▸ Written instruction
The lines to transcribe begin with the one containing "In this exercise you will mark the turquoise" and end with the last line below; reproduce them exactly, without the pictures.

▸ Exercise material

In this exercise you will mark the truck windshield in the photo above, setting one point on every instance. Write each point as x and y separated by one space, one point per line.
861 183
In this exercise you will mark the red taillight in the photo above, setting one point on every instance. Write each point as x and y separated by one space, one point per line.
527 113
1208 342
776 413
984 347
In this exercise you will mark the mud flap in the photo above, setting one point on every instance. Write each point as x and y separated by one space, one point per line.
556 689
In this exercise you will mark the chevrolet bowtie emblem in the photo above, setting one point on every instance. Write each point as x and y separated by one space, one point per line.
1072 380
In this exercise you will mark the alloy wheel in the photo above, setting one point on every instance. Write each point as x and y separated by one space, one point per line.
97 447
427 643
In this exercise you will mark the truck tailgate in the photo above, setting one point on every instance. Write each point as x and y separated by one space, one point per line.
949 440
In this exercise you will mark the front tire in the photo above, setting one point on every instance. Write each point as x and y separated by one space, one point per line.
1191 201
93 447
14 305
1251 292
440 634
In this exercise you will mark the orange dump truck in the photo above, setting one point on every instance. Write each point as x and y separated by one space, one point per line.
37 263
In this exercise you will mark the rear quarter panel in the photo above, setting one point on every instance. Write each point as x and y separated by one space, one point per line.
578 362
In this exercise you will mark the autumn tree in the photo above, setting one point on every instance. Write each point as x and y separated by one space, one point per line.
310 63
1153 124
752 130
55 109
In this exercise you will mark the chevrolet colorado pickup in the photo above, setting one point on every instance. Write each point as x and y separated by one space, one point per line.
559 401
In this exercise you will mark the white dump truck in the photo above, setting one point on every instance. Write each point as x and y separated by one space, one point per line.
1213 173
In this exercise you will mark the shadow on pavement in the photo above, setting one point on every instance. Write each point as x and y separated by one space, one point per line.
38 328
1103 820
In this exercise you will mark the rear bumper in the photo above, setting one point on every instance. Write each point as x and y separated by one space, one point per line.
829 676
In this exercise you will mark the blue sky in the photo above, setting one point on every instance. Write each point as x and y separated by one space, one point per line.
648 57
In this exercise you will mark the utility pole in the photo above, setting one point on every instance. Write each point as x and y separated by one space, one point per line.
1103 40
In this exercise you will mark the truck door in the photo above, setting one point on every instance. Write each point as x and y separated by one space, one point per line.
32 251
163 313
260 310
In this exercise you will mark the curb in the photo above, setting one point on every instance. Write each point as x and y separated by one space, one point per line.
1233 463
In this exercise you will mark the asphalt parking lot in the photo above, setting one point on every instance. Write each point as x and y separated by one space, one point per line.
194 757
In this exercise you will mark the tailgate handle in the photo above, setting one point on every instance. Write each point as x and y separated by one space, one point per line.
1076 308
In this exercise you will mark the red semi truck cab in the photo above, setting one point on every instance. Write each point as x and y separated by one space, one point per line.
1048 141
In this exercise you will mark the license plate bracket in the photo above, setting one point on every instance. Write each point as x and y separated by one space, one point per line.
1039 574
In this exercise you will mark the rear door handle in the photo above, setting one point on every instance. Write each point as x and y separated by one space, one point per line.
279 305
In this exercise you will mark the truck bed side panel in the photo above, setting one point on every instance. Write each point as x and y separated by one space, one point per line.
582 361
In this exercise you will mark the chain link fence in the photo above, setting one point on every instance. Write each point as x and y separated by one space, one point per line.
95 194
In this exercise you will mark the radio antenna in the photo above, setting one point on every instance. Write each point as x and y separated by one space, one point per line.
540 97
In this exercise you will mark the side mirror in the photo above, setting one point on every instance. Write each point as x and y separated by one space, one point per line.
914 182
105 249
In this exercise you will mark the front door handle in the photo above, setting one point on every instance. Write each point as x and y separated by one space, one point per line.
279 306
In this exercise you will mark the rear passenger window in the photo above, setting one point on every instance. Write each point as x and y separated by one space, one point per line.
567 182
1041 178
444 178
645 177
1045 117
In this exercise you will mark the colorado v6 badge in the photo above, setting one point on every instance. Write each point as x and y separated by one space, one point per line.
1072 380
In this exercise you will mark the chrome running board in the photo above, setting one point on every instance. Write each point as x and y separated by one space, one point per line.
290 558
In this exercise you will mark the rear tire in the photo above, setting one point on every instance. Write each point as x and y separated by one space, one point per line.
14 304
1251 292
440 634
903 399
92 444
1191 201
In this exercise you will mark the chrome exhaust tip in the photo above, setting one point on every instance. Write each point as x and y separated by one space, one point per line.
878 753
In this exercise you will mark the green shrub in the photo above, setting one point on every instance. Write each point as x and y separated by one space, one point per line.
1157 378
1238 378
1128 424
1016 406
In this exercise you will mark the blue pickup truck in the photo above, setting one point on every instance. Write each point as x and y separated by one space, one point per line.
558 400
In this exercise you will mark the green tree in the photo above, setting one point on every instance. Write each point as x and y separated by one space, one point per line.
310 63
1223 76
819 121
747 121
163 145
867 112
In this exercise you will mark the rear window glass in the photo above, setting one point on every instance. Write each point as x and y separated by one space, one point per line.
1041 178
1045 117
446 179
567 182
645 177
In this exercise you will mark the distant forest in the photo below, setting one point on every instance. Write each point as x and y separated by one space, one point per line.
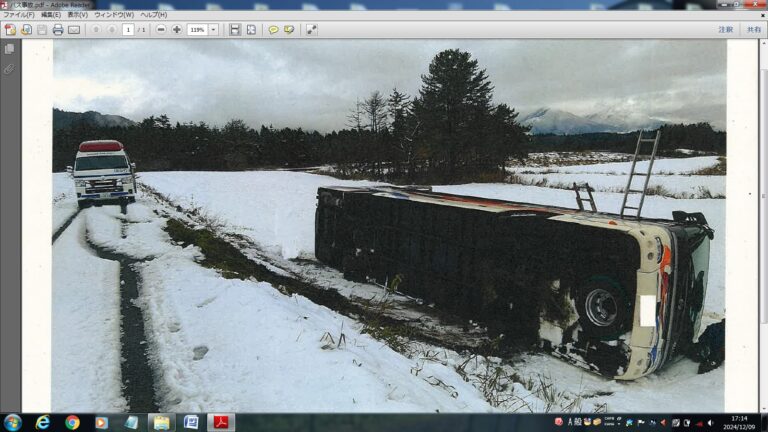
450 131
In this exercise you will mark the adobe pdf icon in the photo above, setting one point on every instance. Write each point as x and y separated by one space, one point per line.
221 422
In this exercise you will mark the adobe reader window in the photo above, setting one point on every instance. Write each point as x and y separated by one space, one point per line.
335 220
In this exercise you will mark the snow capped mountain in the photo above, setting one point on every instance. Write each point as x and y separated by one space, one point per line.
625 121
550 120
559 122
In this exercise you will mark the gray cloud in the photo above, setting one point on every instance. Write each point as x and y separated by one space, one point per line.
313 83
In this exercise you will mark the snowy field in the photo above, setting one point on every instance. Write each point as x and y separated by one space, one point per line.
672 177
235 345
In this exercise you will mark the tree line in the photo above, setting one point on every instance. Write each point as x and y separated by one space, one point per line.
449 131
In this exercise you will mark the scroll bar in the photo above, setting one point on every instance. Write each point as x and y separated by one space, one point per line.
763 215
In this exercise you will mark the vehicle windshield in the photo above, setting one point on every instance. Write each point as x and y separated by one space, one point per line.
100 162
699 246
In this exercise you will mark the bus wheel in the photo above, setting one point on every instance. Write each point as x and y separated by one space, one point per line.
603 307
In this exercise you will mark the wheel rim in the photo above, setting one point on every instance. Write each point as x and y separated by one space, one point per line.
601 307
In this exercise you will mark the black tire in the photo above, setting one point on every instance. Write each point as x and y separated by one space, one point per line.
604 307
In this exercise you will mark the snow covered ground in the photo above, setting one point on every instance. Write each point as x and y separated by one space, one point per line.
86 327
225 344
672 177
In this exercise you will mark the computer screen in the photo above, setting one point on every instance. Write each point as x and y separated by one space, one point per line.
213 219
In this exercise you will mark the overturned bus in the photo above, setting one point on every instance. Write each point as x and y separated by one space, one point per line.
618 297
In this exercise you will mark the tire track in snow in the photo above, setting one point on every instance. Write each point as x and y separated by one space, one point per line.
64 226
136 371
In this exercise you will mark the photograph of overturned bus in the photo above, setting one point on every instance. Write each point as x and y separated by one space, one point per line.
620 297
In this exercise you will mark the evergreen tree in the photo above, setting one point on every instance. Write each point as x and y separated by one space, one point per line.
453 105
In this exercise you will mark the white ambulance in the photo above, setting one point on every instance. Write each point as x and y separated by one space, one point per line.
103 172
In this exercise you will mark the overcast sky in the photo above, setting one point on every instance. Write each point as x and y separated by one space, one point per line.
314 83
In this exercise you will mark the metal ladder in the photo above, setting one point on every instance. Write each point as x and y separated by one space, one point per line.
580 199
632 173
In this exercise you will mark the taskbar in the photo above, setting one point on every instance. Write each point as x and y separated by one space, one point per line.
231 422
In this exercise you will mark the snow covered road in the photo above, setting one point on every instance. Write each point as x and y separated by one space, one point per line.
242 345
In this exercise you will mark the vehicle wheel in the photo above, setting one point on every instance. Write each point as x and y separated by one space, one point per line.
604 307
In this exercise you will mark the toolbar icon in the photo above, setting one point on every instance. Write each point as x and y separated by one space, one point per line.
132 422
191 421
12 422
221 422
102 423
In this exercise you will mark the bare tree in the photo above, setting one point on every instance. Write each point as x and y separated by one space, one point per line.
375 109
355 116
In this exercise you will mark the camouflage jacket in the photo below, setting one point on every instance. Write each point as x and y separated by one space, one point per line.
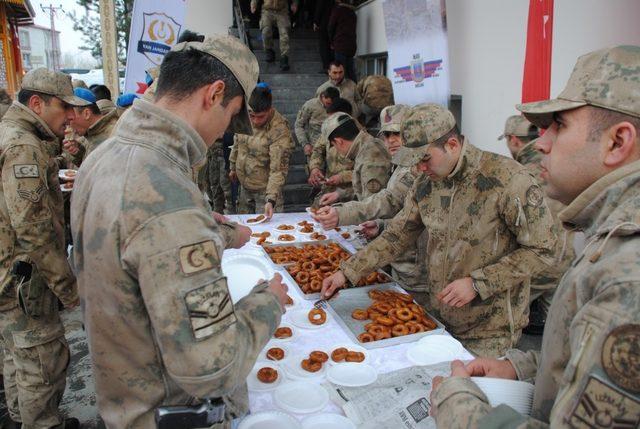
488 220
371 166
383 206
587 373
309 120
261 161
161 326
564 253
31 208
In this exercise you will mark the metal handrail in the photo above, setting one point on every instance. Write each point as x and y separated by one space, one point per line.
242 32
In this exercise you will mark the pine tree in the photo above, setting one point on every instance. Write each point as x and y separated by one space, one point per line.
89 25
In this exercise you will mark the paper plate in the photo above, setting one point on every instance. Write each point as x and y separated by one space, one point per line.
516 394
433 349
294 370
301 397
243 272
256 385
327 421
351 348
270 420
300 318
352 374
67 174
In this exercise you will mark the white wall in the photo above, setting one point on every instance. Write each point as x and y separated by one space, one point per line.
487 46
209 16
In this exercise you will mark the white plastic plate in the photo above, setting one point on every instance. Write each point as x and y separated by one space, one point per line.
270 420
352 374
301 397
243 273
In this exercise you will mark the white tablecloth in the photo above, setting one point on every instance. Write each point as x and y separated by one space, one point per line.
382 359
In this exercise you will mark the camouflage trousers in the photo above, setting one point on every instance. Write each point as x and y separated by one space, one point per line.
35 367
250 202
267 21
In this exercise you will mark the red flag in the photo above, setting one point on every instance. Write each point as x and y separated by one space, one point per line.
536 82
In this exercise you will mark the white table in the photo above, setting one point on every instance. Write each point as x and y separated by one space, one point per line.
382 359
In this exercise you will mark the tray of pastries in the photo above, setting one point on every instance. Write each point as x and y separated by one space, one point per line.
382 316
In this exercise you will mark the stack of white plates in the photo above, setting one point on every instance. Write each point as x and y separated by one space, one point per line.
516 394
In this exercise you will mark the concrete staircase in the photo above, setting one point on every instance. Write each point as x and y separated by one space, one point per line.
290 91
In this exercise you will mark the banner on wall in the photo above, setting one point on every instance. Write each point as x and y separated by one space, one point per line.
418 63
155 27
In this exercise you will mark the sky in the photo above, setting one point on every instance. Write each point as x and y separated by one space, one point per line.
70 40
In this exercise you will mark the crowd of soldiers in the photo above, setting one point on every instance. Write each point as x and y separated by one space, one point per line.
478 238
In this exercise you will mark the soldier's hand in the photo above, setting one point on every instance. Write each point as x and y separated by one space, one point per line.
458 293
327 216
332 283
315 177
268 211
329 198
486 367
369 229
241 237
279 289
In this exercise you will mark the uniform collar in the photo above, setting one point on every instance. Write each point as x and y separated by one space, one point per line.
607 204
158 129
27 119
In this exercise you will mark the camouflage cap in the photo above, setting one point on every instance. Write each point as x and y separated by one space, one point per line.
53 83
332 122
391 118
422 125
517 125
243 64
608 78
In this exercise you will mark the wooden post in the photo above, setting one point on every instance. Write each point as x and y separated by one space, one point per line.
109 46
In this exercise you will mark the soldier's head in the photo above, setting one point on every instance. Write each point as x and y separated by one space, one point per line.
261 105
340 130
390 121
85 116
336 72
49 95
329 95
340 105
592 127
208 85
518 132
432 141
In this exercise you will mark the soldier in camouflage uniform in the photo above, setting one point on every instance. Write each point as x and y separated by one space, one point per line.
274 12
260 162
371 161
587 373
32 238
162 328
310 118
373 93
91 127
346 86
378 209
489 231
520 136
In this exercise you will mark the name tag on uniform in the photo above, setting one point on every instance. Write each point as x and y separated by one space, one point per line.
24 171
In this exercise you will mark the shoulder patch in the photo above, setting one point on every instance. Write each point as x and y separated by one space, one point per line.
198 257
33 195
534 196
604 406
26 171
620 352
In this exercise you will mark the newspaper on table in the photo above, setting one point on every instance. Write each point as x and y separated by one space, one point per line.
399 399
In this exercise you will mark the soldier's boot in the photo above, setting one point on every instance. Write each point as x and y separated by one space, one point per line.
284 63
271 55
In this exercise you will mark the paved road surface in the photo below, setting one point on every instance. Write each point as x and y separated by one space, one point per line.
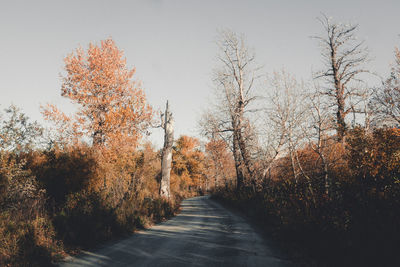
203 234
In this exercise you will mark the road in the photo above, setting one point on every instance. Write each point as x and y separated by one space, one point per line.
203 234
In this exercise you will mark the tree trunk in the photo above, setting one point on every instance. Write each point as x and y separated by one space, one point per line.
167 124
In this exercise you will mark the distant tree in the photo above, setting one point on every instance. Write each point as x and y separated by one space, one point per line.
17 133
386 99
220 164
188 164
344 58
234 81
111 106
286 114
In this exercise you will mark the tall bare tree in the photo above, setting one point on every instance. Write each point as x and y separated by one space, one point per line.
386 99
167 123
344 58
286 115
320 125
234 82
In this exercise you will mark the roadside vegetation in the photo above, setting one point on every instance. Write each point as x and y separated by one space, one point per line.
90 177
317 164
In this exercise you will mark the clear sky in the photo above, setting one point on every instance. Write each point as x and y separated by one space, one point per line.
171 44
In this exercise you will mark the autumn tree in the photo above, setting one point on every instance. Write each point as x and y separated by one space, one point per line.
111 105
344 58
386 99
17 132
234 80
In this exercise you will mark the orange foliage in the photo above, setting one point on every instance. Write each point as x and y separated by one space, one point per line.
112 106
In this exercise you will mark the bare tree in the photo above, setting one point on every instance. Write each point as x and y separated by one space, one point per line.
234 81
344 58
386 99
286 116
167 123
318 132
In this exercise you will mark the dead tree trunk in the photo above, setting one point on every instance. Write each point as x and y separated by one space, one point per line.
167 124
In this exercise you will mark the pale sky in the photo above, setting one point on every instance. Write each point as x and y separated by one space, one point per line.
171 44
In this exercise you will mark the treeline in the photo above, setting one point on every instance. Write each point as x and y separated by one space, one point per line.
316 162
90 177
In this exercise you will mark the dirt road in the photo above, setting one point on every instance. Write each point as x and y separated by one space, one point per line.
203 234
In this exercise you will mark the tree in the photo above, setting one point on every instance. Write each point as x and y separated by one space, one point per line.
220 164
344 58
234 82
167 123
286 114
111 105
386 100
17 133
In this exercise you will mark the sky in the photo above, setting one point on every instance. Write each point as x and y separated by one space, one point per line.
171 44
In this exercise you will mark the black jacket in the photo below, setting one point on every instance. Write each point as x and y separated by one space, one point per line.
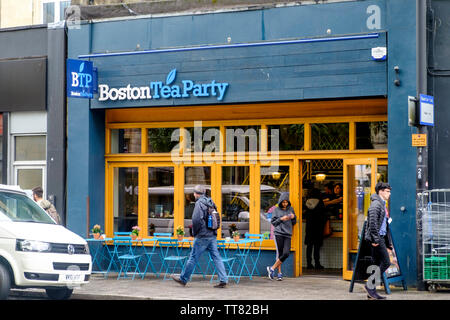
375 216
199 229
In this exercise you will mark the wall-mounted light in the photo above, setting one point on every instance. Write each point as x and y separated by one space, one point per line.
320 177
276 175
397 80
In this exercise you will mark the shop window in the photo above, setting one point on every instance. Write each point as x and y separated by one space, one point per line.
126 199
235 199
371 135
30 154
30 148
242 139
202 139
192 177
126 140
163 140
329 136
54 10
274 181
160 199
285 137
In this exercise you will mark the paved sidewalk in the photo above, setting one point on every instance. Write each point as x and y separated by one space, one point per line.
259 288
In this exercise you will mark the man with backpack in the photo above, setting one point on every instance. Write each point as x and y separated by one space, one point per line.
45 204
204 227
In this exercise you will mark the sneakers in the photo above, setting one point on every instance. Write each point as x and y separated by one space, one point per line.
221 285
179 281
270 273
372 294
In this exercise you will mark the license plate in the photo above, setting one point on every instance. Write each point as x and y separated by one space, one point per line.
73 277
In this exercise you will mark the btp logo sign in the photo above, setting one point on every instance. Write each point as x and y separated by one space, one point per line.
80 79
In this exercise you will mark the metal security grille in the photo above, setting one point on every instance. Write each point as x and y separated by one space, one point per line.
435 207
330 136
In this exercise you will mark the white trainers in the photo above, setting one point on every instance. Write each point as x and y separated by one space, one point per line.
270 273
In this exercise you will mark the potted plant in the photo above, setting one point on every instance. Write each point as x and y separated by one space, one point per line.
96 231
135 232
180 232
231 228
151 229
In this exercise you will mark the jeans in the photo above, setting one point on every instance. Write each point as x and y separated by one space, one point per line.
200 245
283 247
380 256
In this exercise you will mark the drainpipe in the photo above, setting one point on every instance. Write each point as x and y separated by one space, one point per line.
422 152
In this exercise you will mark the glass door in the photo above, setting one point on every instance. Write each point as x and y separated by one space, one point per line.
359 184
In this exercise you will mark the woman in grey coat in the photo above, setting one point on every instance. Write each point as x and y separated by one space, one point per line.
283 219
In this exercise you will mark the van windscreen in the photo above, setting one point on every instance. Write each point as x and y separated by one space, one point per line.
20 208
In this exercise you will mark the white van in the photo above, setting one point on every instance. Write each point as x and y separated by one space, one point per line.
35 251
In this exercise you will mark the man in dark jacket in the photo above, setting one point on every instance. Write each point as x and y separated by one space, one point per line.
377 233
205 239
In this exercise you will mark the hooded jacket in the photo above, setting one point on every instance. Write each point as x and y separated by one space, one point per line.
199 229
315 221
283 228
50 209
375 216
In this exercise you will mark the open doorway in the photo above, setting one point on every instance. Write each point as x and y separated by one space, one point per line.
322 180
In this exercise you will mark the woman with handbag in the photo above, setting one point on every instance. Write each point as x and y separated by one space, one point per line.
316 218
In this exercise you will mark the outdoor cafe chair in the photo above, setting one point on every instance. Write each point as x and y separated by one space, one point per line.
128 260
227 260
255 254
149 254
171 256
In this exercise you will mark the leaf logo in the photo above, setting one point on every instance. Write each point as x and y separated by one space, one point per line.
171 76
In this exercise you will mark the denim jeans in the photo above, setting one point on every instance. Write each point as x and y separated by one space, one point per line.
200 245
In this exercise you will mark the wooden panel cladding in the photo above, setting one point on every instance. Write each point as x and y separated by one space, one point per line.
360 107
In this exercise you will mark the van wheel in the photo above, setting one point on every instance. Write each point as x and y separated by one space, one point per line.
5 282
59 293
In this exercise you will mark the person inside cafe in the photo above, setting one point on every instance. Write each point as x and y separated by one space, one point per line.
333 202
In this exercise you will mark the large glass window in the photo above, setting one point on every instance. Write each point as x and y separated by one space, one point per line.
274 181
30 154
285 137
163 140
235 199
192 177
126 199
30 148
48 12
329 136
160 199
371 135
126 140
242 139
202 139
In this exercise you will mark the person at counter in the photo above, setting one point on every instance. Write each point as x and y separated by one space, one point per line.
333 202
315 217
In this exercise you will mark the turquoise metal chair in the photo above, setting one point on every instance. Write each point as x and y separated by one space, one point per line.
149 254
128 260
228 261
171 256
255 254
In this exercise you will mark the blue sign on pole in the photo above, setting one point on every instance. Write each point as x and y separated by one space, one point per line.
80 79
426 110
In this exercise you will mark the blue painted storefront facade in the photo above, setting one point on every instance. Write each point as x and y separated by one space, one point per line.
307 52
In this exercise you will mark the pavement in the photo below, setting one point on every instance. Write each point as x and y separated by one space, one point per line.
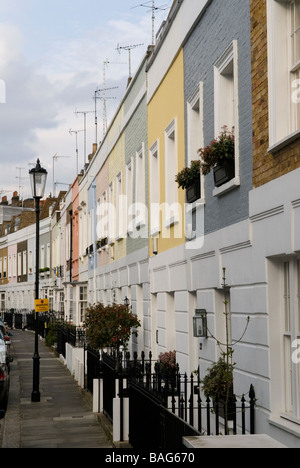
62 419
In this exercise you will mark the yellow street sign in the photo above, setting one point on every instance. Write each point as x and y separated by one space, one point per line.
42 305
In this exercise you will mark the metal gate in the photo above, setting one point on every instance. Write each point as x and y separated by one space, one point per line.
151 425
109 384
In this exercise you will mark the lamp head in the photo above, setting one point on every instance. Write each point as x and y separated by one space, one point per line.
38 179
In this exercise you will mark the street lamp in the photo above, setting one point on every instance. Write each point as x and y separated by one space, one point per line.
38 178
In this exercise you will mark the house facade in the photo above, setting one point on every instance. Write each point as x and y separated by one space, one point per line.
125 230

▸ Answer for this exercise
In this exercise you will mark the turquoise metal chair in the photo above, setting one point on every instance. Write each point as x and y separated by one space, one point per line.
149 254
128 260
228 261
171 256
255 254
In this exercise you will mark the blue sign on pole in the photo above, setting one point on every instance. Write each point as x and y separated by one space, one point per line.
80 79
426 110
In this exercise you will mark the blue painted storefront facade in the photo above, setting one point on every instance. Write each point as x and y separated by one space, one point per line.
307 52
In this exercise you will mark the pavement in the photo below, setting one point on every instance. Write each point as x and y separated by one space, one point per line.
62 419
In this exercise you will mark the yellow street sign in the photo above, setting one point on every instance. Write each point as x and y separated by one space, one point per line.
42 305
In this exercise you will mark the metal gate in the photo above, setting one point on every instance. Write each point as x and y separated by one space, one point per line.
151 425
109 384
In this exercise you will mark the lamp head in the photo above, setting one point on every instance. Write each point as x and y separated by one space, one point per line.
38 179
In this exercise you will mark the street lamp in the photo above, setting one point on every instance. Write each point as x and y separated by one space, one point per line.
38 178
In this exercise you will mark the house facade in the photo above, setting one point on every instance. Write each point as x and y separated by one space, one point per line.
125 230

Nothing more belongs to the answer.